> [INSTRUCTIONS TO FOLLOW] Transcribe the stretch of entries below from the line with "TARGET: glass storm door" through the line with "TARGET: porch ceiling", exactly and with both ends included; leave out all other lines.

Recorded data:
__________
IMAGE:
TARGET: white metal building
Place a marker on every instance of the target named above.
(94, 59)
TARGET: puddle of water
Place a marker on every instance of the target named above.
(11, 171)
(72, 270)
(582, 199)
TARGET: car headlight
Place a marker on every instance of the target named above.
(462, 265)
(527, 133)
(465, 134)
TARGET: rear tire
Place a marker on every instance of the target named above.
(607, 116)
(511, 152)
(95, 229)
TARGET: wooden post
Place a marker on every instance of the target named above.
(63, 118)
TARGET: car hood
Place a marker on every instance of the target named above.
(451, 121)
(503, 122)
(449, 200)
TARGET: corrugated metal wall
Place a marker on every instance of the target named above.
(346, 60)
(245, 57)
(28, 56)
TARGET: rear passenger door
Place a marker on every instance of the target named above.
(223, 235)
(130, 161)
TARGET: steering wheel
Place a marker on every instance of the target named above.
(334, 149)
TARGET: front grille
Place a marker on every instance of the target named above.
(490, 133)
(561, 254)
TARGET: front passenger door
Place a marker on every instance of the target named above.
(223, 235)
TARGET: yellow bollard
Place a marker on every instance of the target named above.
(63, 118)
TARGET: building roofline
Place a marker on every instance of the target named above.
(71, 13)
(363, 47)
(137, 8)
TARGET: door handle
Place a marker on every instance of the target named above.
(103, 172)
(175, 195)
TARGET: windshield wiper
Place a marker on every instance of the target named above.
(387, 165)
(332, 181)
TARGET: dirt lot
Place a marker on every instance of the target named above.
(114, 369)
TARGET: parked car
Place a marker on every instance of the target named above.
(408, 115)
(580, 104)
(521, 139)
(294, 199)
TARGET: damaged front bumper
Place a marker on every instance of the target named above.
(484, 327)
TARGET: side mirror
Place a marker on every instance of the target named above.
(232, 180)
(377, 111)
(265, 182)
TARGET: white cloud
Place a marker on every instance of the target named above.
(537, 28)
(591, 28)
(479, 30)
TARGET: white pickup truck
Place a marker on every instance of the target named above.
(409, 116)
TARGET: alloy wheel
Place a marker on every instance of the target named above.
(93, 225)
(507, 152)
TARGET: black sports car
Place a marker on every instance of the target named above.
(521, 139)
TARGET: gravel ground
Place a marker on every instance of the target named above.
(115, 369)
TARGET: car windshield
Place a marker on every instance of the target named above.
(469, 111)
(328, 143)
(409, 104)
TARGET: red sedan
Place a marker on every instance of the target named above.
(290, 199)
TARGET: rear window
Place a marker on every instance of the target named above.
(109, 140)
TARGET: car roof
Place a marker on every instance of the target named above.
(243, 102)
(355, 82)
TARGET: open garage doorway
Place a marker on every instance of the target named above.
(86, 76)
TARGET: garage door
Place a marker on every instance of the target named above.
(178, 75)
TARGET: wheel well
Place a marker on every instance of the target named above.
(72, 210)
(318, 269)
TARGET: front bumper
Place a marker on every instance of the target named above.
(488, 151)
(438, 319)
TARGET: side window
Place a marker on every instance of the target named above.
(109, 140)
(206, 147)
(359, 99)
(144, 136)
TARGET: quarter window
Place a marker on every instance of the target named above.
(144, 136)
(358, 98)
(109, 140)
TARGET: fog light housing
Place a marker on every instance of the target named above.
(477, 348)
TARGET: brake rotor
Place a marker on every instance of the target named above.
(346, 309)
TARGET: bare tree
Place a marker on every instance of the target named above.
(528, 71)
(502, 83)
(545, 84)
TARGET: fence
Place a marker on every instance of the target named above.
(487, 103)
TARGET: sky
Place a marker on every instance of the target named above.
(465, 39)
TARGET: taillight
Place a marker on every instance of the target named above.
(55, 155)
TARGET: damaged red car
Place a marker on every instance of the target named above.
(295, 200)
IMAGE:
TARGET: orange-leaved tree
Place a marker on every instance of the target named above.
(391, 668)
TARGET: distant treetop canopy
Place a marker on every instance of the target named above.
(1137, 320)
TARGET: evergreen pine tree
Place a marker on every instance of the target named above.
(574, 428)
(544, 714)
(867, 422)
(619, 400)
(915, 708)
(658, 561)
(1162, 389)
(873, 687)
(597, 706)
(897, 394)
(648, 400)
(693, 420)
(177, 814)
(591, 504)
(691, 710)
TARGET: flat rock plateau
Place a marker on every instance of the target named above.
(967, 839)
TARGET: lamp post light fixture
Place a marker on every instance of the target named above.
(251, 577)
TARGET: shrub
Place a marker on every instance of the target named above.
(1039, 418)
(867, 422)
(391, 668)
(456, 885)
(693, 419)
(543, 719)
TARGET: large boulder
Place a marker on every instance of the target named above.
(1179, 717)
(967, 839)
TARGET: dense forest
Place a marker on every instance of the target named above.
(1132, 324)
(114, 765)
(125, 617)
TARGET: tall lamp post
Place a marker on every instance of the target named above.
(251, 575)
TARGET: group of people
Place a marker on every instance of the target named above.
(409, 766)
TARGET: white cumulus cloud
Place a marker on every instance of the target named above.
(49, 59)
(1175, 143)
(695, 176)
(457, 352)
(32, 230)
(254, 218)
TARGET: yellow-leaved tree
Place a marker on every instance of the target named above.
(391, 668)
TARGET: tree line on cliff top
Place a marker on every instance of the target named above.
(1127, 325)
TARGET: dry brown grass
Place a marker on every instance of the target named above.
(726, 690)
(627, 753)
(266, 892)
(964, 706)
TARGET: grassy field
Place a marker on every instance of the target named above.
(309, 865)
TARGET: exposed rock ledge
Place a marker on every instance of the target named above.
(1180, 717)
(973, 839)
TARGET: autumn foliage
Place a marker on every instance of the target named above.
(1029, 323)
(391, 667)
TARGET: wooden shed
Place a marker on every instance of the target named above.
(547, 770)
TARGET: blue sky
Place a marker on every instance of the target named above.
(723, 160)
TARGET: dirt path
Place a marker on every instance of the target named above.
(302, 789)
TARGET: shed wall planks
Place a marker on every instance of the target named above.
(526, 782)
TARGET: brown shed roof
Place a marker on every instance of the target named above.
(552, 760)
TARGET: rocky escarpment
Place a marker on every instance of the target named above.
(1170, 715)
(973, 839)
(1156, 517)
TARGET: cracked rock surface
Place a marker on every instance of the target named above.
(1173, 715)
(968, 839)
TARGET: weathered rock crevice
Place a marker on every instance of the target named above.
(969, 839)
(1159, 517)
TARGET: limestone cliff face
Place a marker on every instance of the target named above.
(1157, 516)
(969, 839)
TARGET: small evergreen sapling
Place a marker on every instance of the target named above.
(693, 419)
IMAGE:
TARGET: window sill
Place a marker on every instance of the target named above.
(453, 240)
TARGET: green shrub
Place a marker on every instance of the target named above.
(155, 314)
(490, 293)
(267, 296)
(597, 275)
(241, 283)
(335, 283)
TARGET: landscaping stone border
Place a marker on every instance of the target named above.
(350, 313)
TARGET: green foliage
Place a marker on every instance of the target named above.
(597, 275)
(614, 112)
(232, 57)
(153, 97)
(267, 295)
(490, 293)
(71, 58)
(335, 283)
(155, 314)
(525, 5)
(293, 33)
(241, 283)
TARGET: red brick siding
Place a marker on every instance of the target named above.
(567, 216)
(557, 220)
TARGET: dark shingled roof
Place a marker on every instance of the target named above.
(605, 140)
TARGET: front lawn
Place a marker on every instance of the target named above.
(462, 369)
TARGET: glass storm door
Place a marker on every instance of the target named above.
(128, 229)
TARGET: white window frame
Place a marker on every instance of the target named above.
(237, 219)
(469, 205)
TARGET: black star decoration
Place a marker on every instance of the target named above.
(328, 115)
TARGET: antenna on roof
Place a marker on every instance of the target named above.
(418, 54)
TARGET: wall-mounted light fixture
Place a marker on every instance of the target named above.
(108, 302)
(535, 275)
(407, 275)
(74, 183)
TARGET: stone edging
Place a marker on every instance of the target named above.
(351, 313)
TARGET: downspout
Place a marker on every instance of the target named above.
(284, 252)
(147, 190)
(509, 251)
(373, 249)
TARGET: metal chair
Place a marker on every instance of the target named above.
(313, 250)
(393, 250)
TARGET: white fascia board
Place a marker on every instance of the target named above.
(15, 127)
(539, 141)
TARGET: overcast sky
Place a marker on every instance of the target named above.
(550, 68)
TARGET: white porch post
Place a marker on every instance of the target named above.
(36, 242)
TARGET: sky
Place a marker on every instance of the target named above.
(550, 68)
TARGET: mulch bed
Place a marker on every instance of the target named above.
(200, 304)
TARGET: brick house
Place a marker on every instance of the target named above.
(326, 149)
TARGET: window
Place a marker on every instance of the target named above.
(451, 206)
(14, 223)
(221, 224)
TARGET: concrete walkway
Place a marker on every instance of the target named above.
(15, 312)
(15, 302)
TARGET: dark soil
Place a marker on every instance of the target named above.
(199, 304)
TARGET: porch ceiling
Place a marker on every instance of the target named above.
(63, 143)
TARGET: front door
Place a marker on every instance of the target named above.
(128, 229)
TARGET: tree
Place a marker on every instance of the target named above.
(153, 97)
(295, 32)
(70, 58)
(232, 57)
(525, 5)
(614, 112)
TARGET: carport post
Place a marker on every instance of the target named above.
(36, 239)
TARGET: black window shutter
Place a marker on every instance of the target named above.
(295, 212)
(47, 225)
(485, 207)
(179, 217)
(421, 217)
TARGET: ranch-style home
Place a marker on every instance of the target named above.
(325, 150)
__________
> [ANSWER FOR THIS EXERCISE]
TARGET: glass storm door
Place a marker on every instance of the target named above.
(128, 229)
TARGET: white window frame
Place a marker on every instance of the target named above.
(237, 219)
(469, 205)
TARGET: black star decoration
Place a marker on every instance of the target named above.
(328, 115)
TARGET: antenna on roof
Place a marker on every instance of the target named above.
(418, 54)
TARGET: wall-mounted light fixture
Place a marker on every instance of the target named above.
(108, 302)
(535, 275)
(407, 275)
(74, 183)
TARGET: stone edging
Place a marker on every instance of the target named above.
(351, 313)
TARGET: downspout
Place a marker on every instance of the target named above.
(284, 252)
(147, 190)
(509, 251)
(373, 249)
TARGET: metal chair
Place a marker on every instance of the target named above.
(313, 250)
(393, 250)
TARGET: white fascia board
Place a marker on every instance of the target named above.
(15, 127)
(539, 141)
TARGET: overcast sky
Place a marker on every instance of the target named above.
(550, 68)
TARGET: white porch post
Place a marker on every instance of the target named above.
(36, 242)
TARGET: sky
Place a marker on every instance of the target named above.
(550, 68)
TARGET: mulch bed
Place a marker on every instance of the target named above.
(200, 304)
TARGET: brick house
Place a marker on every instance of the target named above.
(326, 149)
TARGET: window
Place a marker on every instance of the target named above.
(451, 206)
(14, 223)
(221, 224)
TARGET: concrete walkway
Place a marker on every instance of the target named above.
(15, 312)
(15, 302)
TARGET: dark soil
Place a marker on every instance of the target named above.
(199, 304)
TARGET: porch ceiling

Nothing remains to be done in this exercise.